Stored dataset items
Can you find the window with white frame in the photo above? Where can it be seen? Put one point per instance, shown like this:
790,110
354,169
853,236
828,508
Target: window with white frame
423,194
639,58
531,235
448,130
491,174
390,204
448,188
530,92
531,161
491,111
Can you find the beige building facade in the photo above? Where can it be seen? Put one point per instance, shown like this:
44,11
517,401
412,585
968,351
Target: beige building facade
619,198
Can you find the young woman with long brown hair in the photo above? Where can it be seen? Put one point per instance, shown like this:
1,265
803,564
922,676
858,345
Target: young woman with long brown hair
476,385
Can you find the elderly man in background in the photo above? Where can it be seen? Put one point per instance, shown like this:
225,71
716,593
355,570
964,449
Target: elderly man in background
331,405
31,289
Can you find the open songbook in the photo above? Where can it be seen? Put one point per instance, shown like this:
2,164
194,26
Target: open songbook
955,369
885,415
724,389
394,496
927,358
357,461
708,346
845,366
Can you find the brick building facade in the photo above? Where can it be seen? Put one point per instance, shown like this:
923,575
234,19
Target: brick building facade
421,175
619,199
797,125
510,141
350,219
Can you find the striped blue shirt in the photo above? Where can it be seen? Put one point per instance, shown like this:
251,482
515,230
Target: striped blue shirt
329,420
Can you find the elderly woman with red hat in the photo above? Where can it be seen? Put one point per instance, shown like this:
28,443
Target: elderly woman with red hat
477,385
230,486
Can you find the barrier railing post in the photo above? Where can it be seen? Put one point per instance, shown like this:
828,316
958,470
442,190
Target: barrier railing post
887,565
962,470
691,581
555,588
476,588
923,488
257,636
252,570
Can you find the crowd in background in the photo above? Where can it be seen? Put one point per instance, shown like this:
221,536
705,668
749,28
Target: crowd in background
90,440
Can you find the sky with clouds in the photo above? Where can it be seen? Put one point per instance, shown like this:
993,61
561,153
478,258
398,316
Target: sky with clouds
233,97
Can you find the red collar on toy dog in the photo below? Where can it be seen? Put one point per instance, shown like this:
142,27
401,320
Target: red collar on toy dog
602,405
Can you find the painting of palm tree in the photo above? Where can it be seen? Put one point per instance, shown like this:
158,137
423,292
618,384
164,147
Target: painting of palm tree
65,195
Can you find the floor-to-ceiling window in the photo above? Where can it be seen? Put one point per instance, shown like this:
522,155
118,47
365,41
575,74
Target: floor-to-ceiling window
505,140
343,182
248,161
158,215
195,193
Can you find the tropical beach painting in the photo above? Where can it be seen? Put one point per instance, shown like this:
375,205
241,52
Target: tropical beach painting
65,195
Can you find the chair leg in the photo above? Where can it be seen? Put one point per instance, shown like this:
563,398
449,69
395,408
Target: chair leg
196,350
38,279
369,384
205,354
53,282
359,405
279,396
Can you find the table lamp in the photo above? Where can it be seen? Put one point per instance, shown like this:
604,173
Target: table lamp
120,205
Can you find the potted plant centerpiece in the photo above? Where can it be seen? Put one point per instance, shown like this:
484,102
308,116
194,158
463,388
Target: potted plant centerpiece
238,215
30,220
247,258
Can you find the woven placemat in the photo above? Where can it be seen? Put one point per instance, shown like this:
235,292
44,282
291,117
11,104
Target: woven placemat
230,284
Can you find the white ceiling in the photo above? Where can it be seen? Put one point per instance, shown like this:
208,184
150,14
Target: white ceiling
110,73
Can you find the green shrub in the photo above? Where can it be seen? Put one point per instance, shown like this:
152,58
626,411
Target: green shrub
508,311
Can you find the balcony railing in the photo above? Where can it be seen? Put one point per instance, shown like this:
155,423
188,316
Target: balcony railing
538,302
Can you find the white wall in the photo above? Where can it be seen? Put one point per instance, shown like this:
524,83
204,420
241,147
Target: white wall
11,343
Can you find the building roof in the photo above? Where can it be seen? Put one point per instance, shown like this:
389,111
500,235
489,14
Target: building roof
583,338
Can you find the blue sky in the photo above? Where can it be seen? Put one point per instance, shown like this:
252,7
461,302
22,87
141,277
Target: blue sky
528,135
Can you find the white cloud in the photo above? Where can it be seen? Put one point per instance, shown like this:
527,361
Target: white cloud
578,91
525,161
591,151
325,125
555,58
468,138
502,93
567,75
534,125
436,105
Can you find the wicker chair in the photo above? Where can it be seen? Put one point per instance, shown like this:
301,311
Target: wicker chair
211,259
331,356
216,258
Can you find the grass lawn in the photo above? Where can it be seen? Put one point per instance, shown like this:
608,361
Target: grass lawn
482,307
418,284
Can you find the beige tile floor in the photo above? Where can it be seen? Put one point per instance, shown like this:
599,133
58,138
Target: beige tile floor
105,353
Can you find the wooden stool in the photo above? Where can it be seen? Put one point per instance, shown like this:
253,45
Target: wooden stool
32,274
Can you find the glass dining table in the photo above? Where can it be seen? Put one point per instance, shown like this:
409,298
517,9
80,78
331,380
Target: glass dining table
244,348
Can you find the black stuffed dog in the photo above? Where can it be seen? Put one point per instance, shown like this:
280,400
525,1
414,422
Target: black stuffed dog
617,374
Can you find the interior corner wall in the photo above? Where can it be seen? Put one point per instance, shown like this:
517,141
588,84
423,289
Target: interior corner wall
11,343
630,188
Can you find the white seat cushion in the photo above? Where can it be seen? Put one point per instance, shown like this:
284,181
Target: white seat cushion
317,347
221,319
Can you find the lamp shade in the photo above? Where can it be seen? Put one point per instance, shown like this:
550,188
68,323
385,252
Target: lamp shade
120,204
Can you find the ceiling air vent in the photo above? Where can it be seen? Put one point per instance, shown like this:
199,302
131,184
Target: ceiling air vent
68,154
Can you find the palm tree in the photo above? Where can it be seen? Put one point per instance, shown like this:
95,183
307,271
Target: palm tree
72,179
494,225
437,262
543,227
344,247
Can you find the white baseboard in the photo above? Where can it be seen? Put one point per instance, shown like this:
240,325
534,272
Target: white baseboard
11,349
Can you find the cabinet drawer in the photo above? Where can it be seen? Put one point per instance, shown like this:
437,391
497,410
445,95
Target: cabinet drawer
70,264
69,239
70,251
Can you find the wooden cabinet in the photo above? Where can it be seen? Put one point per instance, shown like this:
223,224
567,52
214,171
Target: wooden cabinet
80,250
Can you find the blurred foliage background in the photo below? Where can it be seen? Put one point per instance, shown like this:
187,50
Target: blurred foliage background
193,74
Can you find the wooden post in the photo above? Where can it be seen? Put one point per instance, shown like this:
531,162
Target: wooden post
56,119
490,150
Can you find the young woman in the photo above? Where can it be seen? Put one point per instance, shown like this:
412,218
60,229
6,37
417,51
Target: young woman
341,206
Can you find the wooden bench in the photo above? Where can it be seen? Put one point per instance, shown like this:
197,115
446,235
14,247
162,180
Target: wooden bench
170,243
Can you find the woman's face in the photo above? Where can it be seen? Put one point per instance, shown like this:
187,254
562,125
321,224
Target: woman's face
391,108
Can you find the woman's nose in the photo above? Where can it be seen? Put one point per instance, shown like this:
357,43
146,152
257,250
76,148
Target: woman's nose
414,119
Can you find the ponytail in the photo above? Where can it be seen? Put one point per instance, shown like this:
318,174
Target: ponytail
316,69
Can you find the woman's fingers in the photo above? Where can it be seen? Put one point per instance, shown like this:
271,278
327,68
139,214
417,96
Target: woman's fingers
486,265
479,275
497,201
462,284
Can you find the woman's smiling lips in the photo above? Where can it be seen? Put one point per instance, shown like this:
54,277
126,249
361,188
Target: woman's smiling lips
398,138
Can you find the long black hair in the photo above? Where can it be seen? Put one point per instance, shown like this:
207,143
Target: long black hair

**Exercise:** All lines of the data that hold "below" need to be copied.

**Answer to the exercise:**
Can you find the red collar on toy dog in the photo below? Where can it be seen? Put one point per instance, shown like this:
Can you find the blurred foliage background in the photo below? Where can it be seen? Put one point per instance, shown like this:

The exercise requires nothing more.